Provided data:

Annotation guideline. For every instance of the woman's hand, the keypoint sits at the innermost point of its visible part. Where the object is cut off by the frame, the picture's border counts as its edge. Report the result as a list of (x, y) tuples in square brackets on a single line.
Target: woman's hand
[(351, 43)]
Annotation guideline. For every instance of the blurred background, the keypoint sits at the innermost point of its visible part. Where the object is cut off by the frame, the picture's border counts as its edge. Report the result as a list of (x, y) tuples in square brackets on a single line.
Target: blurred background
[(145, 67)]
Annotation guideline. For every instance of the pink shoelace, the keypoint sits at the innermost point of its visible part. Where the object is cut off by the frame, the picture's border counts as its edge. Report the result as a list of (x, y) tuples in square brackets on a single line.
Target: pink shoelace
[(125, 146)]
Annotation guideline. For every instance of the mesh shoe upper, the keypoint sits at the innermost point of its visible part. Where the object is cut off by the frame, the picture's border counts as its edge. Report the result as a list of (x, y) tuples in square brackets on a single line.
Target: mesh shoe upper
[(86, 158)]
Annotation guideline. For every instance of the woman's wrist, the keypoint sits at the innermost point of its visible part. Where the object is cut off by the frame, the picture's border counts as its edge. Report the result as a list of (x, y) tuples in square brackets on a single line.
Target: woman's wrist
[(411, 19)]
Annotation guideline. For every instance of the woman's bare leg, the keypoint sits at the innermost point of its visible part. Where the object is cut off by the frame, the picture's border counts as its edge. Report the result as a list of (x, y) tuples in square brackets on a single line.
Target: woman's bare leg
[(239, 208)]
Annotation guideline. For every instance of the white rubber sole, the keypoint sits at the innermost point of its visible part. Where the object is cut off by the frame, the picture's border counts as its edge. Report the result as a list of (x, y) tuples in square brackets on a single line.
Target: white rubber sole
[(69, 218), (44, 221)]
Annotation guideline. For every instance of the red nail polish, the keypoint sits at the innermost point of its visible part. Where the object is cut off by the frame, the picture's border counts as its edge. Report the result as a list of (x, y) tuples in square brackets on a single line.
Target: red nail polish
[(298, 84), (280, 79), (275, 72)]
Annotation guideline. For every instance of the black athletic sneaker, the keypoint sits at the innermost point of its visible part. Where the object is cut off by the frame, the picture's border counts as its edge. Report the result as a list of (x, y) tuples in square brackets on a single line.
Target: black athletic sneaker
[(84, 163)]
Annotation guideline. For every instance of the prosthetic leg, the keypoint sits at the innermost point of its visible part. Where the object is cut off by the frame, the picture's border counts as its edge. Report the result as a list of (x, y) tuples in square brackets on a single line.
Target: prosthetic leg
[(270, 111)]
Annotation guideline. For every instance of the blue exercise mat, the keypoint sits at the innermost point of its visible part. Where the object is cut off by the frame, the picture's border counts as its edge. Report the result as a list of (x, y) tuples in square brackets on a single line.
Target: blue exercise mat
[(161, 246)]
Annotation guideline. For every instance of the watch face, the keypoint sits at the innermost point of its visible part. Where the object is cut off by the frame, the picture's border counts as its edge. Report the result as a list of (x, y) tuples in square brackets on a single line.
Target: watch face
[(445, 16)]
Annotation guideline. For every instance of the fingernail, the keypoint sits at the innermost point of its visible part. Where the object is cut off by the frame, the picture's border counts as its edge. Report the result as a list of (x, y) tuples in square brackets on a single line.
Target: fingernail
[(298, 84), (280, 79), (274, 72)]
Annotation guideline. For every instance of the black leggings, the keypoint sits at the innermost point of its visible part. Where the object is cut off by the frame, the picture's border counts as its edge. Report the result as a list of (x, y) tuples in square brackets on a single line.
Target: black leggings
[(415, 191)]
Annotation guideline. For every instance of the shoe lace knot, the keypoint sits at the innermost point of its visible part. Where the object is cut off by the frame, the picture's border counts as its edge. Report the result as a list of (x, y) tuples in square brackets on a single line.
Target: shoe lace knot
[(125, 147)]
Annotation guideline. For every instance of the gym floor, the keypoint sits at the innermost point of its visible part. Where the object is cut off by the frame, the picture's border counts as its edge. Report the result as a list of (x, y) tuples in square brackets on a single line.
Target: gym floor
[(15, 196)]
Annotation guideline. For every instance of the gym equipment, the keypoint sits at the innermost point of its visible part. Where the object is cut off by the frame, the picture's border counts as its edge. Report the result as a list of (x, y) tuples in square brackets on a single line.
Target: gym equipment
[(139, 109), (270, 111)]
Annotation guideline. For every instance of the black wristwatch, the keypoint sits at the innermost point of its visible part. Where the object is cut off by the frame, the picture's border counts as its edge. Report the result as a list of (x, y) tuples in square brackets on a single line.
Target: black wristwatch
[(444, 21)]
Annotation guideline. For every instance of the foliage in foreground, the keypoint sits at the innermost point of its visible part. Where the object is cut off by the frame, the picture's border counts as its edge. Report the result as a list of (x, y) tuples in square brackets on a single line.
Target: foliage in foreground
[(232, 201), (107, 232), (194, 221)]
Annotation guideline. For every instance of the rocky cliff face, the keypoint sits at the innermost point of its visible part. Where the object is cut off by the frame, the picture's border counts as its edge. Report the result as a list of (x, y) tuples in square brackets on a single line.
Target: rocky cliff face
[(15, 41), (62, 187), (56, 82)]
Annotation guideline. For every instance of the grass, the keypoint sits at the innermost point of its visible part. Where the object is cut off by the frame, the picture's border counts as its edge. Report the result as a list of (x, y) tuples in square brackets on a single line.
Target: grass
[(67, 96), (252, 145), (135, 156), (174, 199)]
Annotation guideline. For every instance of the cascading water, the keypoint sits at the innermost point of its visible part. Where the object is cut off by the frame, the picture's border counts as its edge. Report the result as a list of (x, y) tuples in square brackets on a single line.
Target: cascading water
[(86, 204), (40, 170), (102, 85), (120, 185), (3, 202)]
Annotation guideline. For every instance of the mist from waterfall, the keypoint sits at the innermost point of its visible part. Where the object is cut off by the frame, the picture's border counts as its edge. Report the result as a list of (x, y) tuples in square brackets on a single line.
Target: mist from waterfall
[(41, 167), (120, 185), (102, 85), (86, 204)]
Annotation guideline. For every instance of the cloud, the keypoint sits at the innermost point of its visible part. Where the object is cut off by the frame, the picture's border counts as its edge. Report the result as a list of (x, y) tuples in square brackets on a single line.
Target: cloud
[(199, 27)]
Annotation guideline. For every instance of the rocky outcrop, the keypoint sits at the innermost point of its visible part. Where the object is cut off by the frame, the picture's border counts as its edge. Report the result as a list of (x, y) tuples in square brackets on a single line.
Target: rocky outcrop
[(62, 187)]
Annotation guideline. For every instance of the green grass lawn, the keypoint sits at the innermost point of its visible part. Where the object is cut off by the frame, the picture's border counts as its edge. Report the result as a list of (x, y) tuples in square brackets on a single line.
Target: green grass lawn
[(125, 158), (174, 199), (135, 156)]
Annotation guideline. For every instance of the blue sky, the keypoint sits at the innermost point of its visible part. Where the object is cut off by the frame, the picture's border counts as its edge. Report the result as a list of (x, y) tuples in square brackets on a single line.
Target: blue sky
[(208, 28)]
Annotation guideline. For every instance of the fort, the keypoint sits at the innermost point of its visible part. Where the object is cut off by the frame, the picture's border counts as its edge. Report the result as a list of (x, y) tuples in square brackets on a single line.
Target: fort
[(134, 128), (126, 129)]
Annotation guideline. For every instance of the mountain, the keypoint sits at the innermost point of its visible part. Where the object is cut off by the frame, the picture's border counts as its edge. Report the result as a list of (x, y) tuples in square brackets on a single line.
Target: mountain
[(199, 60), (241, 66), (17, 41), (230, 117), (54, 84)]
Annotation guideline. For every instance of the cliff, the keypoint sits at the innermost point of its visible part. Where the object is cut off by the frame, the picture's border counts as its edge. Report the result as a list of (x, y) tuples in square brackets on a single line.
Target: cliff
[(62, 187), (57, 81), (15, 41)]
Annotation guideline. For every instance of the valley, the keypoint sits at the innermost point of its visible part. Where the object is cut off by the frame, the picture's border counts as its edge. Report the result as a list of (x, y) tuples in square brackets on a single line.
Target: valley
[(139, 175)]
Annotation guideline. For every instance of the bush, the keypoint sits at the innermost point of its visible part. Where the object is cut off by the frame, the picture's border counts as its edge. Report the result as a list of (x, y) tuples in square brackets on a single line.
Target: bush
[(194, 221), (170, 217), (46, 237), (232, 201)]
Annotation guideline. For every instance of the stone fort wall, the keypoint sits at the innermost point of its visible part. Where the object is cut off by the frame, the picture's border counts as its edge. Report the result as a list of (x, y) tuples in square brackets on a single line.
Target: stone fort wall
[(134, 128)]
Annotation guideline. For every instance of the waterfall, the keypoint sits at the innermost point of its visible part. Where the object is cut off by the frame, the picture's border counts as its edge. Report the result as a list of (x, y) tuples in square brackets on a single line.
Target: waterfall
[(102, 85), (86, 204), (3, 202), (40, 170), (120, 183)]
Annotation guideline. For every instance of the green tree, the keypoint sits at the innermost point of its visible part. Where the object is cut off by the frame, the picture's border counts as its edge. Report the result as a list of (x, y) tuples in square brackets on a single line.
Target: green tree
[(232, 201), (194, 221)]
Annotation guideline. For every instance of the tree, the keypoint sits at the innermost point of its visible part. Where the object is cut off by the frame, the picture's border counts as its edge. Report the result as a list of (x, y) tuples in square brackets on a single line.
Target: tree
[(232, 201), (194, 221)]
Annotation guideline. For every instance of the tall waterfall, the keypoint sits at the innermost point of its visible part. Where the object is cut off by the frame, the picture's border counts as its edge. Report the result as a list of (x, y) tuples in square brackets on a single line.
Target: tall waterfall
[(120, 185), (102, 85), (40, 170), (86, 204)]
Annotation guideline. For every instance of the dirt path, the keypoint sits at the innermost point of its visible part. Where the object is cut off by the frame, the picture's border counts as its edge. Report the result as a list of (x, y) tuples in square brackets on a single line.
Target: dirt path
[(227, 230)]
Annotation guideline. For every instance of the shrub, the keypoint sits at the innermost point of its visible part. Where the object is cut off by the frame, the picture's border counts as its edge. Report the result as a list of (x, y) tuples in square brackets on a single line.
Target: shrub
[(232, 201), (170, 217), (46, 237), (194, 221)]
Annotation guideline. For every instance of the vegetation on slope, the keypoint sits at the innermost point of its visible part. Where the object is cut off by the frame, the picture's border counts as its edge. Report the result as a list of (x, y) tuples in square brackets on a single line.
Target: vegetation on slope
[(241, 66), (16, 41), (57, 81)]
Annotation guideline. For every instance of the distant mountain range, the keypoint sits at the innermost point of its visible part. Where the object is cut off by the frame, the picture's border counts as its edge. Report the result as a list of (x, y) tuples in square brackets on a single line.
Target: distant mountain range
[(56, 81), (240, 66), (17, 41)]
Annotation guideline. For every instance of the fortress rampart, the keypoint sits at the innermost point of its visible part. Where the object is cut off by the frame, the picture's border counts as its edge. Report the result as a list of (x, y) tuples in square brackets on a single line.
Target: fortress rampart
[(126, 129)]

==

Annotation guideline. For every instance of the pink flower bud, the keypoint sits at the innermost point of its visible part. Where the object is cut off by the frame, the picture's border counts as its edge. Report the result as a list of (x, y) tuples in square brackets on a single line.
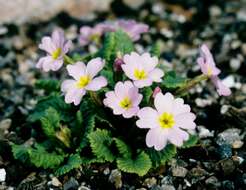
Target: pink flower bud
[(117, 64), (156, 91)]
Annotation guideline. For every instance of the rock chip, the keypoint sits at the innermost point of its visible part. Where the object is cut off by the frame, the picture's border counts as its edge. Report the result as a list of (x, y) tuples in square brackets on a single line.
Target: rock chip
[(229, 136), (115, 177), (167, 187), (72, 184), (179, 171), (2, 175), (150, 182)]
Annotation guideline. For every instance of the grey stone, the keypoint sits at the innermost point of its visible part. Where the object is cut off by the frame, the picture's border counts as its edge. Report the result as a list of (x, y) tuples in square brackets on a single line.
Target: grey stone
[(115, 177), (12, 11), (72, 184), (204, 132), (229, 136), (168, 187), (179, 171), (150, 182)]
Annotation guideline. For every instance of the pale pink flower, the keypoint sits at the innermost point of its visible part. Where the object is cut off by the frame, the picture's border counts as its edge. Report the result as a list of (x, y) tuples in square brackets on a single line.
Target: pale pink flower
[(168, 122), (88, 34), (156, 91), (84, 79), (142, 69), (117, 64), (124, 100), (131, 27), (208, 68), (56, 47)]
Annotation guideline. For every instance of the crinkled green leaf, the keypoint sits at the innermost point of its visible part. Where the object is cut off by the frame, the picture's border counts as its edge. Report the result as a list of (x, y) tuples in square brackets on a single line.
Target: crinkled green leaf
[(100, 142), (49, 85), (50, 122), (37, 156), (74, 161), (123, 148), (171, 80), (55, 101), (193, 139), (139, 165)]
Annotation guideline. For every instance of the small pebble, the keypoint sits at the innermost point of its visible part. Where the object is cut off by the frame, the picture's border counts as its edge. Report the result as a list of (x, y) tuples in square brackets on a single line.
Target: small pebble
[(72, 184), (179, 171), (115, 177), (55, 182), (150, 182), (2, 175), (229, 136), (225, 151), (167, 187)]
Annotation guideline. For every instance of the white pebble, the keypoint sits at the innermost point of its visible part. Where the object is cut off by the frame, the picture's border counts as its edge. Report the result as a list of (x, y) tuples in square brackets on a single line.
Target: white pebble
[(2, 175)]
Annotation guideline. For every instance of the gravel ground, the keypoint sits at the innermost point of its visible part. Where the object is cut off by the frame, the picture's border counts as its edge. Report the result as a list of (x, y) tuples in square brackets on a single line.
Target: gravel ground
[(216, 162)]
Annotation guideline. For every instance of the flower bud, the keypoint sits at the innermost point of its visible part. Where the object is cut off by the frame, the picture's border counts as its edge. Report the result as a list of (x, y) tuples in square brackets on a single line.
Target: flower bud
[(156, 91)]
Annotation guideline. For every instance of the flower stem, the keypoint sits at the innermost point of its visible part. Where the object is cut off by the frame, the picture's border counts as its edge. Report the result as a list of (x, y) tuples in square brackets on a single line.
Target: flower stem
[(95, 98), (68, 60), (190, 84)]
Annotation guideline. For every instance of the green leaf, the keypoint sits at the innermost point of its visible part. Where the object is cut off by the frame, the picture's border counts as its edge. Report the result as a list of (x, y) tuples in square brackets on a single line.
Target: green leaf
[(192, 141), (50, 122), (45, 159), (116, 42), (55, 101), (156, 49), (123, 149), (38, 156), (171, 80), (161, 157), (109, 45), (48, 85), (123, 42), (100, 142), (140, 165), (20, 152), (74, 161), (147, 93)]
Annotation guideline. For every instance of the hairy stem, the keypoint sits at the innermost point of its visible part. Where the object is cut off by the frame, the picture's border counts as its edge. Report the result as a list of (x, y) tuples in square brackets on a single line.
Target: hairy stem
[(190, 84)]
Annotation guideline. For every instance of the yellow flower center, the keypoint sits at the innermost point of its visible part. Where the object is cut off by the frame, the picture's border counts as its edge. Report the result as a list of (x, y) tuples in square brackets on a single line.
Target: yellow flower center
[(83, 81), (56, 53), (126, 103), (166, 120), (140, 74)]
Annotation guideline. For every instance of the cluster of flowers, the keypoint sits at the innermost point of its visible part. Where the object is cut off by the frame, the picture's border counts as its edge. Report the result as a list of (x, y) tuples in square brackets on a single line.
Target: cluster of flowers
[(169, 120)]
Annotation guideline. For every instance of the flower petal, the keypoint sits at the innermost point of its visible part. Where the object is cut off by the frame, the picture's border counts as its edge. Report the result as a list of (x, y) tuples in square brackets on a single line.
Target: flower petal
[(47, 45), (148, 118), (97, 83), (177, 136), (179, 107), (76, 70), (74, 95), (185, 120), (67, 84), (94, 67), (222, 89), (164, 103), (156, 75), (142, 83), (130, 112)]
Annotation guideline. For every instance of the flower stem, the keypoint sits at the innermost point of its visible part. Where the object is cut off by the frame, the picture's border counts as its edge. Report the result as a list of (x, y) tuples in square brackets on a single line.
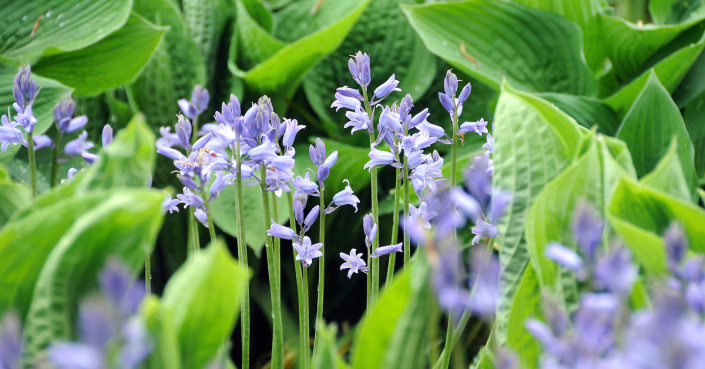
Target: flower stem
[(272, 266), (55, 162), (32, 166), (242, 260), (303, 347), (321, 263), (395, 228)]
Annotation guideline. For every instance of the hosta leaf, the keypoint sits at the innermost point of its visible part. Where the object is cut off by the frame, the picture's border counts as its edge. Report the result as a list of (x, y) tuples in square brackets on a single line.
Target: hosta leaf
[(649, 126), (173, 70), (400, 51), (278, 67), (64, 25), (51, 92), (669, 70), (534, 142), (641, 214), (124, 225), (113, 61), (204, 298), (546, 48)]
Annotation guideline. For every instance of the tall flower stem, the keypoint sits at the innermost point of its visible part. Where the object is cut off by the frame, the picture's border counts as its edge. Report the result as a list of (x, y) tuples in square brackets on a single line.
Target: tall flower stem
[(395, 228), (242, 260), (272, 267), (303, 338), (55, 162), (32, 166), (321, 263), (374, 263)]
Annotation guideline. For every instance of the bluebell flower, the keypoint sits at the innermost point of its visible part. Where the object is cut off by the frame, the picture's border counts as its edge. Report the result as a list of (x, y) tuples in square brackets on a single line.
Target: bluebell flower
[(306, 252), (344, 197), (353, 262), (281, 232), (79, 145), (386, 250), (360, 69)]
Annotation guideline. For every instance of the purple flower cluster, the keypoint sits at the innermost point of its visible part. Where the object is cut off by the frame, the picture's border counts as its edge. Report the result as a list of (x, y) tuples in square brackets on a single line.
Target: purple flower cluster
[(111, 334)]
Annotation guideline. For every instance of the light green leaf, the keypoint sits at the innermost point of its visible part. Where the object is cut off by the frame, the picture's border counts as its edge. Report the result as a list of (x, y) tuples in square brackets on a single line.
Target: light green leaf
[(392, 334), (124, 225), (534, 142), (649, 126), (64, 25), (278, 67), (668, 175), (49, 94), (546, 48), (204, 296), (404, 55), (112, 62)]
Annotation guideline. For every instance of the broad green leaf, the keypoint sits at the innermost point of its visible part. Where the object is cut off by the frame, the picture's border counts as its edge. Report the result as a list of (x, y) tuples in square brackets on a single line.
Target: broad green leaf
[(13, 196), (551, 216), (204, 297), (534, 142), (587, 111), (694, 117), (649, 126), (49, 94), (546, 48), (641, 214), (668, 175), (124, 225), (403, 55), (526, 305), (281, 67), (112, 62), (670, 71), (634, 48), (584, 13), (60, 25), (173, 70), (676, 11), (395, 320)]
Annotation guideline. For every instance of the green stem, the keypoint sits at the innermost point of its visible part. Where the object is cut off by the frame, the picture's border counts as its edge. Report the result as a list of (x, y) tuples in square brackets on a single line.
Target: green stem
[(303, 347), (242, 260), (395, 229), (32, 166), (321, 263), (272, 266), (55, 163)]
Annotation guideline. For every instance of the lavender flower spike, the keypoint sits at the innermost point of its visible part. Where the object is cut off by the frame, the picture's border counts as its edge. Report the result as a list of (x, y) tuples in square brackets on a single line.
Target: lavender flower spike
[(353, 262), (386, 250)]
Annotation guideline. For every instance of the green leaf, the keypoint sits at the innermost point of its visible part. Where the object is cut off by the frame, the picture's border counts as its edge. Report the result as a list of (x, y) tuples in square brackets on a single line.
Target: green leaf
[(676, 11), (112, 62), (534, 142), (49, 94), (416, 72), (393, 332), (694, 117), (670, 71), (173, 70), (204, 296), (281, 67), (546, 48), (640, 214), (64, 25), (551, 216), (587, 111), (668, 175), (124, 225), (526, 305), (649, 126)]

==

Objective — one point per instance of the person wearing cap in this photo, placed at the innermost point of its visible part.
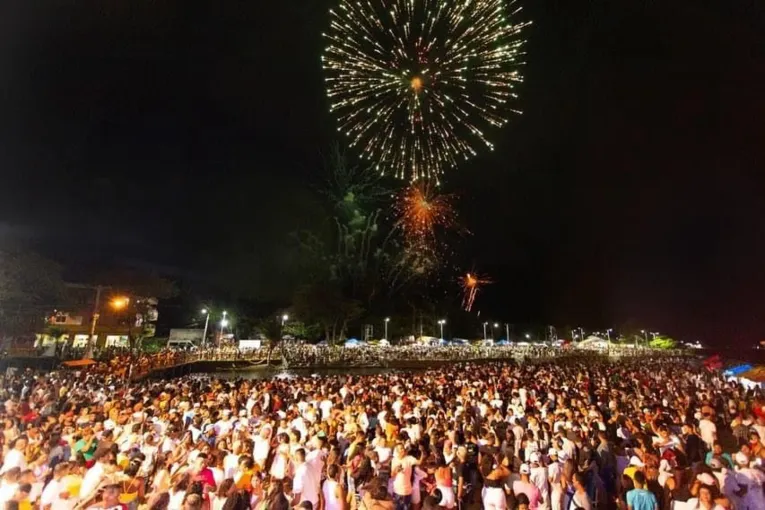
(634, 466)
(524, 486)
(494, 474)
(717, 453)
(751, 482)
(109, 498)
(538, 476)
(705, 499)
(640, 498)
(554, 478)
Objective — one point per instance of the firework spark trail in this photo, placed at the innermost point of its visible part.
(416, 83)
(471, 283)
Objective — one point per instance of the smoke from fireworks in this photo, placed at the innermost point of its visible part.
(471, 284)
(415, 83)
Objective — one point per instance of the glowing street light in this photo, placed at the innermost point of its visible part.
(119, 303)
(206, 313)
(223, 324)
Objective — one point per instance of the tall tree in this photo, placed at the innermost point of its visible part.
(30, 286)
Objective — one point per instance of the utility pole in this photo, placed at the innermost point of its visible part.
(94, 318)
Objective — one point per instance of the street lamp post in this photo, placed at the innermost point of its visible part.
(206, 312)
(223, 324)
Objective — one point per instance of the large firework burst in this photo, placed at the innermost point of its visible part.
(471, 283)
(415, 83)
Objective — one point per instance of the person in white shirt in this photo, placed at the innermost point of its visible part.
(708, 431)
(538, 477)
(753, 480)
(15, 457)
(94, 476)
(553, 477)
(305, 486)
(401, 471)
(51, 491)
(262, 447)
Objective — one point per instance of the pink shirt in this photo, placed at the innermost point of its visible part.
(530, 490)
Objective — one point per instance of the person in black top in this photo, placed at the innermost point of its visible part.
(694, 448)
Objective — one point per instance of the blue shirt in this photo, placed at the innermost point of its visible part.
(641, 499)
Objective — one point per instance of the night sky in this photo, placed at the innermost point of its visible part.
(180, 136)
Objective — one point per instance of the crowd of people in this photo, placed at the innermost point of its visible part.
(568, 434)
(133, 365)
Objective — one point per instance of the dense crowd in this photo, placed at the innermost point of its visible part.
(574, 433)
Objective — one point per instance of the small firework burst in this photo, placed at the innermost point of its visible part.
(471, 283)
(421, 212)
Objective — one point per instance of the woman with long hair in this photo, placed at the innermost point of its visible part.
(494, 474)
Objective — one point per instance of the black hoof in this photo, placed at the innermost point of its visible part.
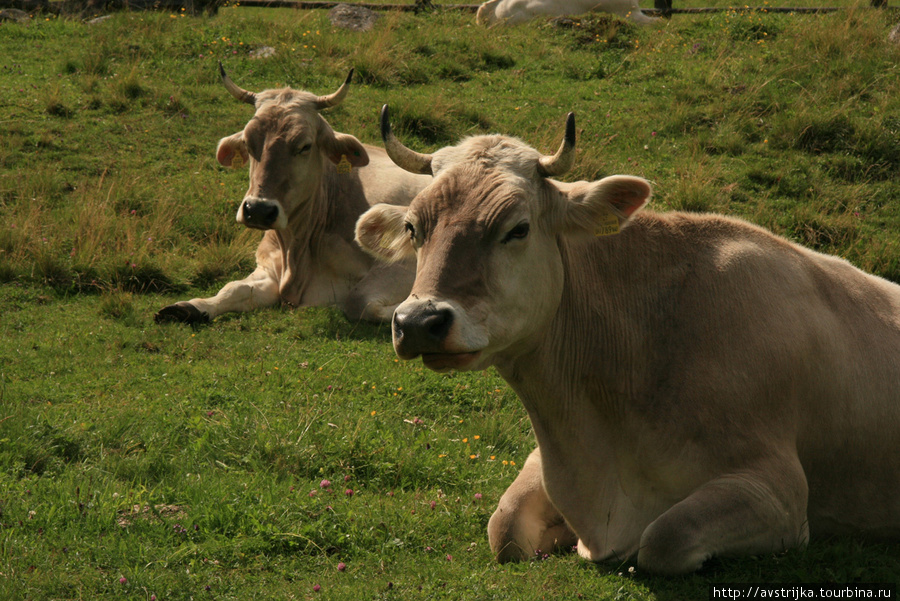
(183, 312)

Your goal:
Take the line above containing "rocky outcrop, the", the line containing "Annotation guideline. For every instance of the cliff, the", and all lines in between, and copy them exactly without anything else.

Answer box:
Annotation guideline. For every instance of the rocky outcrop, the keypoint sits at the innermost point of its visible part. Where the object is cut off by the frame, the picture's border counts as its edge. Report the result as a list of (x, y) tuples in square brackets on a single line.
Target: rocky outcrop
[(62, 187)]
Annotation guideline. For every instance of the green grass lawn, the keypoint sits at the innermost point of its visible part. Where the object is cut off by the frame, the picture's border counts as its edge. Report the result as a list of (x, y) tuples in square brackets on a single line.
Target: green grass lawn
[(125, 158), (174, 199), (135, 156)]
Annotation guideline. For every instance of the blue sky, the keypoint sits at the innermost point of its visible part. Where the object is cut off by the frame, the picture's border counts as its edge. Report the result as a list of (x, y) tuples in square brackets on a single line.
Target: blue sky
[(208, 28)]
Annotation guideline. For every instance of the fort, the keypoint sits at the innermost point of its visible part. Where the object is cut off by the frame, the picture's border counts as its edge. Report the result as a list of (x, y) tuples in square brackets on a single line.
Target: fort
[(134, 128), (126, 129)]
Annotation guideline. For every instance of the mountain, the keypoint sits at the innermost point of its visible part. Where the object is cut off by the frame, the picture's border counts as its edge. Report the result as a list of (x, y) tuples in square brackets on a single line.
Target: mountain
[(199, 60), (241, 66), (17, 41), (230, 117), (54, 84)]
Annotation guideline. For every instance of the cliff, the keypoint sits at the innermost point of its visible part. Where the object is cut off by the frame, the picture's border counts as its edge. Report the result as a list of (x, y) tuples in square brackets on a single line.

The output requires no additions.